• SUPPLIED TEXT:
-------

Wolbachia dramatically reduces dengue cases

The results of a randomised controlled trial published in the New England Journal of Medicine today show that the incidence of dengue was reduced by 77% in areas of Yogyakarta, Indonesia where mosquitoes with Wolbachia were released.

Dengue cases requiring hospitalisation were reduced by 86% in the Wolbachia-treated areas. Efficacy was equivalent for all four serotypes of dengue.

The trial, “Applying Wolbachia to Eliminate Dengue (AWED)”, was conducted by the World Mosquito Program from Monash University with its Indonesia partners Gadjah Mada University and donors the Tahija Foundation. It aimed to test whether the introduction of Wolbachia (wMel) into the local Aedes aegypti mosquito population through the release of Wolbachia-infected mosquitoes would reduce the incidence of virologically-confirmed dengue amongst 3-to-45 year olds living in Yogyakarta, Indonesia.

More than three years after completion of mosquito releases, Wolbachia remains at a very high level in the local mosquito population. Since the trial, the Wolbachia method has been implemented across the entire city of Yogyakarta and releases have commenced into neighbouring districts, to cover a population of 2.5 million people.

The result is consistent with previous trials of the Wolbachia method, which show long-term reduction in dengue incidence once Wolbachia is sustained within the local mosquito population. Dengue is the most rapidly spreading mosquito-borne disease in the world. More than 50 million cases occur globally every year. Studies also show the Wolbachia method to be effective in also preventing the transmission of Zika, chikungunya, yellow fever and other vector-borne diseases. Indonesia is highly endemic for dengue. Recent estimates suggest nearly 8 million cases occur per year.

In the five years prior to the AWED trial, more than 4500 hospitalised dengue patients were notified to the Yogyakarta District Health Office, however this underestimates the true burden of dengueto the healthcare system and society. Economic studies have estimated that there were on average 14,000 dengue cases including 2000 hospitalisations in Yogyakarta each year prior to Wolbachia.

Co-Principal Investigator of the trial, Professor Adi Utarini from the University of Gadjah Mada, said:

“This is a great success for the people of Yogyakarta. Indonesia has more than seven million dengue cases every year. The trial success allows us to expand our work across the entire city of Yogyakarta and into neighbouring urban areas. We think there is a possible future where residents of Indonesian cities can live free of dengue.”

Co-Principal Investigator, Professor Cameron Simmons from Monash University said:

“This trial result shows the significant impact the Wolbachia method can have in reducing dengue in urban populations. This result demonstrates what an exciting breakthrough Wolbachia can be - a safe, durable and efficacious new product class for dengue control is just what the global community needs.”

World Mosquito Program Director, Professor Scott O’Neill said:

“This is the result we’ve been waiting for. We have evidence our Wolbachia method is safe, sustainable and dramatically reduces incidence of dengue. It gives us great confidence in the positive impact this method will have worldwide when provided to communities at risk of these mosquito-transmitted diseases.”

-------

• Referring expression pointing data:
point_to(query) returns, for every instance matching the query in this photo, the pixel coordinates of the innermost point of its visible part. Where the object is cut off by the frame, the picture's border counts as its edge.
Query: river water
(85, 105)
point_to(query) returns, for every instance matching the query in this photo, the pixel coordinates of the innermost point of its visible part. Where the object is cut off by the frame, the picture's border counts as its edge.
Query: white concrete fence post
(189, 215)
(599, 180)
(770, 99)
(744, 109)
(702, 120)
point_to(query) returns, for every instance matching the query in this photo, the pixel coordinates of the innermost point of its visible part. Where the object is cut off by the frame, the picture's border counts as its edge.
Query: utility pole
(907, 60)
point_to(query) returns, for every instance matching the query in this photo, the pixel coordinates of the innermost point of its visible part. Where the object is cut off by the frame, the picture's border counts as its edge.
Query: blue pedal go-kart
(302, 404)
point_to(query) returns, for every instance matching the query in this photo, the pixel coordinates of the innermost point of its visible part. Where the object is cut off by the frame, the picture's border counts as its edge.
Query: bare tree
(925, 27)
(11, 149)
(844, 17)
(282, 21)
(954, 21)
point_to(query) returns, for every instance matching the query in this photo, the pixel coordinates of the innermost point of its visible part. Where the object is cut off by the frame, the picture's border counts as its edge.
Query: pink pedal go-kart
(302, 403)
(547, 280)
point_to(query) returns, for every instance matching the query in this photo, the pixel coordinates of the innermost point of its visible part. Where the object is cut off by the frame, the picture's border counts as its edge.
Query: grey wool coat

-------

• TASKS TO CARRY OUT:
1) In the Wolbachia article, why does Professor Scott O'Neill say he has great confidence in the method's positive impact worldwide?
2) According to the Wolbachia article, by what percentage were dengue cases requiring hospitalization reduced in the Wolbachia-treated areas?

• SOLUTIONS TO THE TASKS:
1) He says the program now has evidence that its Wolbachia method is safe and sustainable and dramatically reduces the incidence of dengue. That evidence gives him great confidence in the method's positive impact when it is provided to communities at risk of mosquito-transmitted diseases.

2) 86%